Task to carry out -
Copy the records from the line containing "the white soccer" through the end of the records, changing "distant house" to "stone cottage" and leaving everything else unchanged.

Listed entries -
□ □ □ □ □

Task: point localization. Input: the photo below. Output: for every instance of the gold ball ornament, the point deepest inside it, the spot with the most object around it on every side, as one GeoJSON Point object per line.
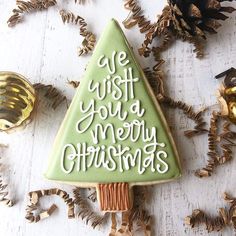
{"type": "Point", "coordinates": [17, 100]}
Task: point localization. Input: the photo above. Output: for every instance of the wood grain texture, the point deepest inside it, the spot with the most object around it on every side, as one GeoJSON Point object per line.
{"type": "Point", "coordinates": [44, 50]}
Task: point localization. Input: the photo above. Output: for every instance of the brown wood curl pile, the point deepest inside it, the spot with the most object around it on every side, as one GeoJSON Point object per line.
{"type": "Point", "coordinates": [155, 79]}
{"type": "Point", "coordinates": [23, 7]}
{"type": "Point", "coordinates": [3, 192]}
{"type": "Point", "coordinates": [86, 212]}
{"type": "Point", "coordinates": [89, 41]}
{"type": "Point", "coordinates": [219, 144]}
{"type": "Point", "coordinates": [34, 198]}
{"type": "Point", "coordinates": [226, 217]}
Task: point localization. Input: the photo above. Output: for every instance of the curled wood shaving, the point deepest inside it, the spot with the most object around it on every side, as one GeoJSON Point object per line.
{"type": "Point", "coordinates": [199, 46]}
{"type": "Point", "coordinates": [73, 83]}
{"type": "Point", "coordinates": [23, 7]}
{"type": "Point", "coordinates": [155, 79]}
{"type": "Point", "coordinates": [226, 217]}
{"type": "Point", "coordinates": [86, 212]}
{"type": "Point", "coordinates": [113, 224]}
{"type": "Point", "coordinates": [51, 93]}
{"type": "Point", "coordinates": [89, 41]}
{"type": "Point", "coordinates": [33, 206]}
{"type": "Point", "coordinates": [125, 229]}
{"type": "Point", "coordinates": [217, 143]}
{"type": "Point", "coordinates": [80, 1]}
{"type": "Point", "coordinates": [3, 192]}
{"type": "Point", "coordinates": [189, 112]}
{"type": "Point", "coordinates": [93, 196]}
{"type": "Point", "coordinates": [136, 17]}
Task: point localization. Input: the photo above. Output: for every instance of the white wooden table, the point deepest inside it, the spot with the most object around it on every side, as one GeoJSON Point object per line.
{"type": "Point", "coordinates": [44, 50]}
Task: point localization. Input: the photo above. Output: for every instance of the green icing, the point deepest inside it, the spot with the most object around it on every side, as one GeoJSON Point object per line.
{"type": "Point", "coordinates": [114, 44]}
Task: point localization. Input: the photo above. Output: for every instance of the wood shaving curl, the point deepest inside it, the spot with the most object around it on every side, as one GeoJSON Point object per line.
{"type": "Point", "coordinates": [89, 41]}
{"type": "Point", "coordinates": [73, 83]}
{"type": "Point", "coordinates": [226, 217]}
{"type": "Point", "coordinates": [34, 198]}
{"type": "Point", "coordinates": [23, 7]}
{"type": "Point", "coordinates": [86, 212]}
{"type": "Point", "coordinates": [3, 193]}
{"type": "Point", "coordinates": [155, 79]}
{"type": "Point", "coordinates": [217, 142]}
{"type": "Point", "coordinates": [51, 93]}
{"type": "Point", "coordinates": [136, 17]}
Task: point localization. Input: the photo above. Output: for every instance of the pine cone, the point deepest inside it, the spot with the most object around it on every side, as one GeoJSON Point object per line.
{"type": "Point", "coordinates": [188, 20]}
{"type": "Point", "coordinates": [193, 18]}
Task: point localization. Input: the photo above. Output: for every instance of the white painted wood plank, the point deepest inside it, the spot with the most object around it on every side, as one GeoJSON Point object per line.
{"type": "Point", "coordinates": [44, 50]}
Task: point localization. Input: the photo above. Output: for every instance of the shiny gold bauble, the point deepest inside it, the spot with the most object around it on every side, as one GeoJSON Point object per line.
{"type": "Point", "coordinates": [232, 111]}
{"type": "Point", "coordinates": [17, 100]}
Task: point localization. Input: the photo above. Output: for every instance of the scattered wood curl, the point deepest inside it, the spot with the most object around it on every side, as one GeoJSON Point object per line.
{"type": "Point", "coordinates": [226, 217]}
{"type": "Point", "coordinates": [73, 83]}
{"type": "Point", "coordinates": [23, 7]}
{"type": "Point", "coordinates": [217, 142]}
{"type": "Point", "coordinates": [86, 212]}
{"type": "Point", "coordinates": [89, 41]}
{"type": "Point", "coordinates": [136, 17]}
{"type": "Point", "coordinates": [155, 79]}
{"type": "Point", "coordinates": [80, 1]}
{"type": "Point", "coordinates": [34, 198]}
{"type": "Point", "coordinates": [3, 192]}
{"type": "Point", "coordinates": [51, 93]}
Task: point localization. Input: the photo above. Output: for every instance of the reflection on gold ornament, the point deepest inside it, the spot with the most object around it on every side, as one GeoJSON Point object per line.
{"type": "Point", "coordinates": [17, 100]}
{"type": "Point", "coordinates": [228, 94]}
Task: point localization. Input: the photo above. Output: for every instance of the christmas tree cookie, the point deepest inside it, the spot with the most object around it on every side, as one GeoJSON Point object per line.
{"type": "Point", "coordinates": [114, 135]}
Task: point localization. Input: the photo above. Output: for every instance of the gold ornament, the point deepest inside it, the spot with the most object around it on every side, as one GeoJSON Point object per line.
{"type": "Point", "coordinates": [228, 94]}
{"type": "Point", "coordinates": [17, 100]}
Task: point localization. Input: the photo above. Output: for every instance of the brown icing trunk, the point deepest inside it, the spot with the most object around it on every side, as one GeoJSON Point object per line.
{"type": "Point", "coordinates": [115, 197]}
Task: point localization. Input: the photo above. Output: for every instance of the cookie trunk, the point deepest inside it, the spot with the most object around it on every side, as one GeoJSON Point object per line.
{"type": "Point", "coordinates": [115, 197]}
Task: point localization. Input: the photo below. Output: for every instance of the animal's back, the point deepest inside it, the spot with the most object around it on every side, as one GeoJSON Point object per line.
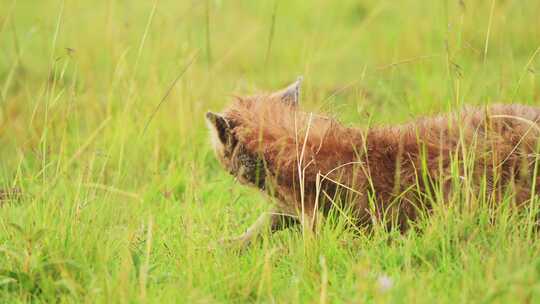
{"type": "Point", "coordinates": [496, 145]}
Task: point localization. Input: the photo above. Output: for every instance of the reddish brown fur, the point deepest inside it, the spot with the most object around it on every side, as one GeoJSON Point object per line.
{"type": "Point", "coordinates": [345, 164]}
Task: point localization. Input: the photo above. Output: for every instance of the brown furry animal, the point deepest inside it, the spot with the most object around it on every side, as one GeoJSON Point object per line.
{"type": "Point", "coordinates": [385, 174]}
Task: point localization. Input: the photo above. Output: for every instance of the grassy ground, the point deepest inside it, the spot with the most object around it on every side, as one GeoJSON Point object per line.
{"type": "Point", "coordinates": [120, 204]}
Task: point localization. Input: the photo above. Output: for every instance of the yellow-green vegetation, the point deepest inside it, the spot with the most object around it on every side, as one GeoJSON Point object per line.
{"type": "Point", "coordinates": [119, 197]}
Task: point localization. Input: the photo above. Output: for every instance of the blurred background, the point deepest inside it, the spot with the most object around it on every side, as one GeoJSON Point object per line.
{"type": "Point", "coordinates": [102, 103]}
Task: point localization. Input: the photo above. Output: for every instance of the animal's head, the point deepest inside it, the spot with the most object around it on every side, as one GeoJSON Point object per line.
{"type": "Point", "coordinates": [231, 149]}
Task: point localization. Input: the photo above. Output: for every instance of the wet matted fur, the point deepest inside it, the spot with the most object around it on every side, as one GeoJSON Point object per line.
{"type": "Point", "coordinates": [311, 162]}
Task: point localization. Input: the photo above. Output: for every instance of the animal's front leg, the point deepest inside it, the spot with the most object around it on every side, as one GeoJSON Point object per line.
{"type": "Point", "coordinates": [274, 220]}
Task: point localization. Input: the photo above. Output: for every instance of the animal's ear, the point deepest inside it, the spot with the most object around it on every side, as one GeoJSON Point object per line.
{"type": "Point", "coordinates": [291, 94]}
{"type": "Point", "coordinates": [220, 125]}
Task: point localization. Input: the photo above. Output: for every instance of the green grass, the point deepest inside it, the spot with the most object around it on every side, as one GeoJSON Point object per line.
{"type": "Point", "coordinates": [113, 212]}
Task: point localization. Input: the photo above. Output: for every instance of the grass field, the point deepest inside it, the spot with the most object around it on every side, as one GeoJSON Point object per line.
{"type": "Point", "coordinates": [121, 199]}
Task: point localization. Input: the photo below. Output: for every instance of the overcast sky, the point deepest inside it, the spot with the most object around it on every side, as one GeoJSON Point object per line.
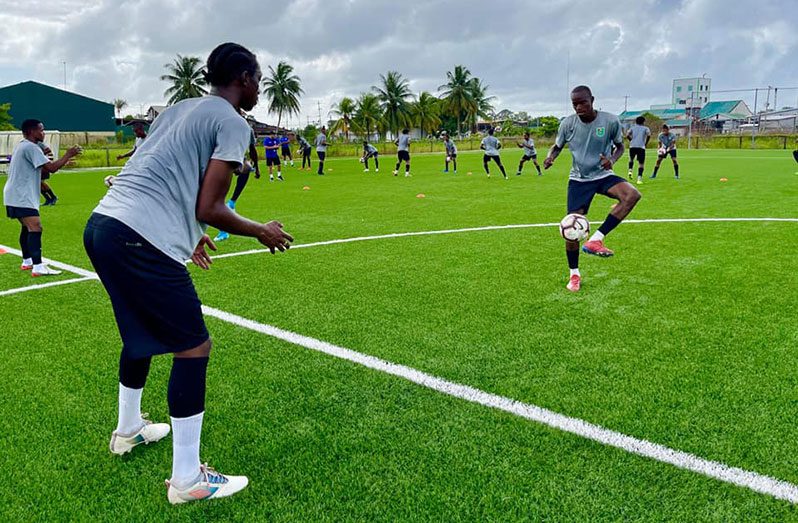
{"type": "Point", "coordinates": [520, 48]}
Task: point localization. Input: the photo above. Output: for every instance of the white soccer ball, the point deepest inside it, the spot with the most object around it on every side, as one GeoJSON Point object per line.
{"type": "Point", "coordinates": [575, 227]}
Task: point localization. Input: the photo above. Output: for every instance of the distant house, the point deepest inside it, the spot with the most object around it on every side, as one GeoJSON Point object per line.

□ □ □ □ □

Problem solution -
Task: point localization. Input: the photo above. Output: for every instance of the white soccer ball, the point deepest inside it, the spot with the most object around it on every side, as one GeoJSON Point object per line.
{"type": "Point", "coordinates": [575, 227]}
Task: point localization. Input: the photo above. Output: for every instance of the stone cottage, the point deepest inside it, the spot with the most object around it on every side, as one GeoJSON Point object per line.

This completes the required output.